* Détails de la tâche:
Mettez à jour ces lignes dans tous les enregistrements en remplaçant « white » par « wooden », sans rien changer d'autre.

* Données enregistrées:
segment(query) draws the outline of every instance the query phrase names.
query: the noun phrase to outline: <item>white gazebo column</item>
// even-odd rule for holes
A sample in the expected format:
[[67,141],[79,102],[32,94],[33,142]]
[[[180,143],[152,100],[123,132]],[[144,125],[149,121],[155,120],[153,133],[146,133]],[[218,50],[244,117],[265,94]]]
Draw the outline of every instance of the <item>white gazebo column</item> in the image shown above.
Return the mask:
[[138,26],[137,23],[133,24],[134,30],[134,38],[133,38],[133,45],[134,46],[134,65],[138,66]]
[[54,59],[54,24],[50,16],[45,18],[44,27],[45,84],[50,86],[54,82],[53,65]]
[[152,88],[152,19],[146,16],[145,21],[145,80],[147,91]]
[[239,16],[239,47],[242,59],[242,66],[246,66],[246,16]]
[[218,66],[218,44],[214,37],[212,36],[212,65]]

* Réponse attendue:
segment(query) draws the outline of every instance the query phrase names.
query: the noun phrase to outline: <item>wooden gazebo column</item>
// even-odd rule for holes
A sample in the expected format:
[[67,141],[79,102],[32,94],[33,142]]
[[[180,143],[152,100],[123,132]],[[144,125],[149,121],[155,120],[153,133],[146,133]],[[218,50],[244,117],[265,94]]]
Draw the outline of every instance of the <item>wooden gazebo column</item> in the image shown above.
Return the mask:
[[138,26],[137,23],[133,24],[134,30],[134,38],[133,38],[133,45],[134,46],[134,65],[138,66]]
[[54,59],[54,24],[50,16],[45,18],[44,27],[45,84],[50,86],[54,82],[53,65]]
[[152,88],[152,19],[146,16],[145,21],[145,80],[147,91]]
[[239,16],[239,47],[242,59],[242,66],[246,66],[246,16]]
[[218,66],[218,44],[214,37],[212,36],[212,65]]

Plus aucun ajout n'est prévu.